= Work item =
Please set down all of the data below verbatim.

= Dataset records =
========
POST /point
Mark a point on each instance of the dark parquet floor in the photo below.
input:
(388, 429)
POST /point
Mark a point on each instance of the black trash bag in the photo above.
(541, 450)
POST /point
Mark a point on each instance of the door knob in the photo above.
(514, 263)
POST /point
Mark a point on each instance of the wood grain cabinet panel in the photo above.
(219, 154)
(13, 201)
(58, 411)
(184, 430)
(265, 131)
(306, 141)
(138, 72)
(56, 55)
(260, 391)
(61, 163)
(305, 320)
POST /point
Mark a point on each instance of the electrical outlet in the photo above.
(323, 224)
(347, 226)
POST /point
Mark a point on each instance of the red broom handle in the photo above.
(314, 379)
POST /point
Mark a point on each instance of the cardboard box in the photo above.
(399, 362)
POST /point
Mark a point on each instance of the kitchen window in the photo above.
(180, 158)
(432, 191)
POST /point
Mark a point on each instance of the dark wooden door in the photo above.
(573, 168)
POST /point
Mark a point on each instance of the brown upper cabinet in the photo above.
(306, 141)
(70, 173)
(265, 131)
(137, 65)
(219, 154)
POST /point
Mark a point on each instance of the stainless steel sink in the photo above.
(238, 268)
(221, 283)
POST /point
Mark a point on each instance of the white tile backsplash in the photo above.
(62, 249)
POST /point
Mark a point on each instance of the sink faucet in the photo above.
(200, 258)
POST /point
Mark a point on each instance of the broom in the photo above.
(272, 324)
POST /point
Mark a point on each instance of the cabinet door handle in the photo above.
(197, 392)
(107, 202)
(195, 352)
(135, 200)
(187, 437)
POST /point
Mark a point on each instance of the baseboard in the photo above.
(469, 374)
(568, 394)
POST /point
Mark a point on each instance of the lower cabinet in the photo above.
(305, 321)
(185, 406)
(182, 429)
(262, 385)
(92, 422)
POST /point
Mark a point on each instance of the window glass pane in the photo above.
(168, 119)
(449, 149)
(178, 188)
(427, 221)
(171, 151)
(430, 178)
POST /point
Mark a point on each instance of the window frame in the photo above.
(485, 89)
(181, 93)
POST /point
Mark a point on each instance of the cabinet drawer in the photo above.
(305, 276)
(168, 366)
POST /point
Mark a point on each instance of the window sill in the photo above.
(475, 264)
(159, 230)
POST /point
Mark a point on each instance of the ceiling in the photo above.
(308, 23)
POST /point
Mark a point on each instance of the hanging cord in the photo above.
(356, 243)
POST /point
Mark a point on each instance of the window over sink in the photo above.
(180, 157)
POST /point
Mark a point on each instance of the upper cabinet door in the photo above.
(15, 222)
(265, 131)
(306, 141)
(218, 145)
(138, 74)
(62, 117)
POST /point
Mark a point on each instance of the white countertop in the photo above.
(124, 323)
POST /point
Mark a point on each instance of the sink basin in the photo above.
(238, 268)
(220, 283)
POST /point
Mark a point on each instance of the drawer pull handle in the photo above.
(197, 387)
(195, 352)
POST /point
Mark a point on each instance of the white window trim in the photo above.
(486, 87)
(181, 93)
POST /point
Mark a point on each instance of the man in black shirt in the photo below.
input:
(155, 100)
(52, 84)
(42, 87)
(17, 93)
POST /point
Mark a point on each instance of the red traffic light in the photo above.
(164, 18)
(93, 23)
========
= Answer to this task =
POST /point
Mark a point on each instance of the dark parquet floor in the photo below.
input:
(388, 429)
POST /point
Mark a point on each instance of the black trash bag in the photo above.
(541, 450)
POST /point
Mark a point on each instance of the door knob in the photo above.
(514, 263)
POST /point
Mark a point on each instance of the wood grain cabinet panel in the photo above.
(219, 154)
(13, 201)
(58, 411)
(184, 430)
(265, 131)
(306, 141)
(138, 72)
(56, 55)
(260, 391)
(61, 163)
(305, 320)
POST /point
Mark a point on each instance of the electrical outlet in the photo above.
(323, 224)
(347, 226)
POST /point
Mark a point on each instance of the red broom handle in the photo above.
(314, 379)
POST /point
Mark a point on each instance of the cardboard box in the photo above.
(399, 362)
POST /point
Mark a point on each instance of the kitchen window in the photo above.
(180, 158)
(432, 191)
POST /point
Mark a point on each instance of the dark wooden door in the photo above.
(573, 168)
POST /point
Mark a point on each instance of the brown upper cabinet in the photo above.
(306, 141)
(70, 173)
(265, 131)
(137, 65)
(219, 154)
POST /point
Mark a point on each instance of the stainless steel sink in the photo above.
(238, 268)
(221, 283)
POST /point
Mark a point on each instance of the white tile backsplash in the photo above.
(62, 249)
POST /point
Mark a point on each instance of the sink faucet in the photo above.
(200, 258)
POST /point
Mark a point on each instance of the broom in the photo above.
(272, 324)
POST /point
Mark a point on each instance of the cabinet door handle in the photo above.
(197, 392)
(107, 202)
(195, 352)
(135, 200)
(187, 437)
POST /point
Mark a point on each instance of the baseboard in the photo above.
(469, 374)
(568, 394)
POST /point
Mark a point on each instance of the lower cabinet in the photo above.
(305, 321)
(185, 406)
(182, 429)
(262, 385)
(92, 422)
POST /point
Mark a point on each instance of the window glass pane in the photo above.
(168, 119)
(449, 149)
(178, 188)
(427, 221)
(171, 151)
(430, 178)
POST /point
Mark a point on each instance of the window frame in the photo above.
(485, 89)
(181, 93)
POST /point
Mark a point on each instance of the cabinet drawer in the photo above.
(305, 276)
(168, 366)
POST /point
Mark a point on each instance of the window sill in the photo above.
(475, 264)
(159, 230)
POST /point
Mark a point on each instance of the ceiling in the photo above.
(308, 23)
POST /point
Mark a point on each instance of the hanging cord in the photo above.
(356, 243)
POST /point
Mark a point on each instance of the window over sink in the photo above.
(180, 157)
POST /point
Mark a point on each instance of the upper cabinet door in the photo above.
(15, 222)
(265, 131)
(306, 141)
(218, 145)
(138, 74)
(62, 117)
POST /point
Mark a point on each instance of the white countertop in the photo above.
(124, 323)
POST /point
Mark a point on each instance of the sink basin in the photo above.
(238, 268)
(220, 283)
POST /point
Mark a point on each instance of the drawer pull handle in the photo above.
(197, 387)
(195, 352)
POST /point
Mark a point on each instance of the white window trim in the photo above.
(486, 87)
(181, 93)
POST /point
Mark a point on each instance of the man in black shirt in the photo below.
input:
(155, 100)
(52, 84)
(42, 87)
(17, 93)
POST /point
Mark a point on each instance of the red traffic light in the photo above.
(164, 18)
(93, 23)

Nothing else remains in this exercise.